In the text on breast implant complications below, why do hematomas in the implant pocket make biofilm formation easier? Answer in one to three sentences.
[Source document]
Grade I – No capsular contracture
Grade II – There is some clinical contracture but only your physician may understand it
Grade III – You will notice the contracture due to its symptoms: hardening of your breasts,
Grade IV – People who see you may understand there is a problem in your breast as they are overtly deformed in addition to hardness, pain and distortion.

The cause of capsular contracture is not known exactly but the findings from several studies suggest the role of the immune system. In animal studies, modulation of the immune system could have prevented capsular contracture.

Another strong theory is the formation of a so-called ‘biofilm’ around the implant due to the contamination by the bacteria normally living in your skin. 

During the surgery, these benign bacteria might survive even after skin prepping with antiseptics and might be introduced into the pocket during the passage of the breast implant through the skin incision. Then they stick on the surface of the implant and may create colonies covered with a secretion (that is why this formation is called a biofilm) that enable them to escape your body’s surveillance systems. 

That chronic low-grade inflammation then may lead to capsular contracture. Another factor that eases the formation of biofilms is hematomas that may form within the pocket. Blood clots are a good culture media for any type of bacteria.

Surface characteristics of silicone implants might have a role as well in the development of capsular contracture. Textured surfaces have been found to be less associated with capsular contracture.
A unique, polyurethane-coated implant type has actually the lowest rate of capsular contracture.

Capsular contracture may occur at any time after the surgery, however, most cases are seen within the first two years. Most of the late occurrences are associated with implant rupture. The incidence is around 4-5% of cases. Having a Grade II capsular contracture does not mean that it will inevitably advance to Grade IV.

Moreover, it is not an untreatable condition. For light cases, medical treatments may be sufficient, however, if there is a significant distortion or pain an implant replacement will be necessary.

To prevent capsular contracture, Dr. Demirkan takes several precautions:

  • Textured implants are preferred
  • During surgery, prior to implant insertion, the surgical site is prepped again, gloves are changed and the pocket is flushed with a triple antibiotic solution.
  • A Keller Funnel® is used to prevent contamination of the silicone implant during pocket insertion.
  • Drains are used in every case to prevent hematoma and any cloth accumulation
  • A massage program is encouraged during the recovery period.


Anaplastic Large Cell Lymphoma

ALCL is another risk associated with silicone breast implants. It is a fairly recent type of complication and may be the only tumor associated with breast augmentation.

It is thought to be related to the factors associated with capsular contracture and surface characteristics of some implants. It is quite rare and confined to the implant capsule, hence with a good prognosis, with the majority achieving complete remission. Early diagnosis is important. It is usually manifested by a mass or effusion in the capsule. 

The symptoms may be discomfort, tightness in the chest, enlargement of a breast, finding a mass in self-examination, skin rashes, and lymph node enlargements in the armpits. The treatment is surgical and consists of the removal of the implants and their capsules with the tumor.
[/Source document]
[Data extract]
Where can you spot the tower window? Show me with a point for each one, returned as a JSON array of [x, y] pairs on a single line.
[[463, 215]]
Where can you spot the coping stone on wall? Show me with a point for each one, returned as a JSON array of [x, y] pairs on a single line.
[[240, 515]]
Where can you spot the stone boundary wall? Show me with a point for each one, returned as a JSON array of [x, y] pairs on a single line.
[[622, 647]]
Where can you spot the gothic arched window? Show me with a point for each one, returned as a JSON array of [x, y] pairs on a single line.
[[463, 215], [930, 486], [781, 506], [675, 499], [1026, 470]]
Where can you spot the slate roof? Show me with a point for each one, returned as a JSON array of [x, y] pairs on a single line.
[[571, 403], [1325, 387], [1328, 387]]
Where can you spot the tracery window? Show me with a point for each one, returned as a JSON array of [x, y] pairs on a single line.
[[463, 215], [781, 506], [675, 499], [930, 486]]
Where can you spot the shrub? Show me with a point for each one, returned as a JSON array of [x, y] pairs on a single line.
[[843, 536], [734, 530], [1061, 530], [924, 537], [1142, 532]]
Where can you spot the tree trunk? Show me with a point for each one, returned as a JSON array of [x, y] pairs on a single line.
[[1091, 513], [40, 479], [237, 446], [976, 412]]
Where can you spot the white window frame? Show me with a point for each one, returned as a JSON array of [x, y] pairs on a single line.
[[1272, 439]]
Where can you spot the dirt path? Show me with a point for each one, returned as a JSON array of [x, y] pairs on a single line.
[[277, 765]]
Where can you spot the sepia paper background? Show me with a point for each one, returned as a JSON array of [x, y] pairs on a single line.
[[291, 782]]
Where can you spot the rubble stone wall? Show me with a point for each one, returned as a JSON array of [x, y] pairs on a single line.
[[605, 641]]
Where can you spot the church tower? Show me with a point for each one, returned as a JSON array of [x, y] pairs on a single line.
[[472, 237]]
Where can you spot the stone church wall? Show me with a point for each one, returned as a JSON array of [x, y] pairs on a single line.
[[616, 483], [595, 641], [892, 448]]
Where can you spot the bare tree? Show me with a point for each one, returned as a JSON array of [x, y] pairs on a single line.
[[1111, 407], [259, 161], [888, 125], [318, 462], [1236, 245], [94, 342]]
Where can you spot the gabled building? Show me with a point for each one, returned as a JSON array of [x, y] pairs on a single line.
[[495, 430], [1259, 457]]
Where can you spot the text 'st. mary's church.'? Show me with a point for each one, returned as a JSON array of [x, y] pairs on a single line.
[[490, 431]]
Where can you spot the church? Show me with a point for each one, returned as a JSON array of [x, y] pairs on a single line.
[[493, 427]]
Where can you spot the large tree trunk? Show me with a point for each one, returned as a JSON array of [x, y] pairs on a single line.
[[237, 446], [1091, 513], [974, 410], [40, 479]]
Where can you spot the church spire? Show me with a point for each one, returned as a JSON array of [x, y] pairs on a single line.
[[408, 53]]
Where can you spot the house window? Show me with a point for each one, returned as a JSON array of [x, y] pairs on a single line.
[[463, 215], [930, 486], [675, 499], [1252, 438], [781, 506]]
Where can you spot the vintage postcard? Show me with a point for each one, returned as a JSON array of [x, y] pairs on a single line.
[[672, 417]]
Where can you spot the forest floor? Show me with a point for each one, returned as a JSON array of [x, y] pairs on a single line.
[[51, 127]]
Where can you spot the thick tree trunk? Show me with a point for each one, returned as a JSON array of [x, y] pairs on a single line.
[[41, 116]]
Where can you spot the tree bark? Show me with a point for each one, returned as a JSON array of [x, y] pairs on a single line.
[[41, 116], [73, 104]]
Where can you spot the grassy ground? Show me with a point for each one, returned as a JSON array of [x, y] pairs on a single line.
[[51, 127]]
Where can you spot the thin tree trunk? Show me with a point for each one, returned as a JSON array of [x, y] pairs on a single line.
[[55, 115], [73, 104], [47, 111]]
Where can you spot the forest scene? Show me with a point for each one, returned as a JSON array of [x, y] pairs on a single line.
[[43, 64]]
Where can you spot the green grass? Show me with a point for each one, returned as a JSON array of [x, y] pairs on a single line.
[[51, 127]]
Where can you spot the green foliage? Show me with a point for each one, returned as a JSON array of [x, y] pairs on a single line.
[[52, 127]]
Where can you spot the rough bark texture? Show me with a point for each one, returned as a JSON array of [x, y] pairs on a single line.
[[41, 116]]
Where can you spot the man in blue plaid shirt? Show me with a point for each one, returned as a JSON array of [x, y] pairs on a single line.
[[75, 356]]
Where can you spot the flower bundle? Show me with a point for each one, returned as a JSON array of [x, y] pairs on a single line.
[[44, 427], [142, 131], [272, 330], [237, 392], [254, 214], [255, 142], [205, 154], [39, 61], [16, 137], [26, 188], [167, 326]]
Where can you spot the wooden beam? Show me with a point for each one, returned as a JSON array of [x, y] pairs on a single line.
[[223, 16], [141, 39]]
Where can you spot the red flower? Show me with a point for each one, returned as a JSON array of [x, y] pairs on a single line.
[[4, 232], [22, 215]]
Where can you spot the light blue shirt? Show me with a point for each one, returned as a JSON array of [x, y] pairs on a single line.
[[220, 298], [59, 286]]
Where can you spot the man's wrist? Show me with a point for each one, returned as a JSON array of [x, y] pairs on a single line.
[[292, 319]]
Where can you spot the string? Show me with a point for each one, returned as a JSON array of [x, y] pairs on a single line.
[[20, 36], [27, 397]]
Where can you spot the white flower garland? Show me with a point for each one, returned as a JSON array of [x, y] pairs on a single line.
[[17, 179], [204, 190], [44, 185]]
[/Data extract]
**Expected answer:**
Hematomas that form within the pocket produce blood clots, which are a good culture medium for any type of bacteria. This helps the skin bacteria introduced during surgery to grow into colonies that form a biofilm on the implant.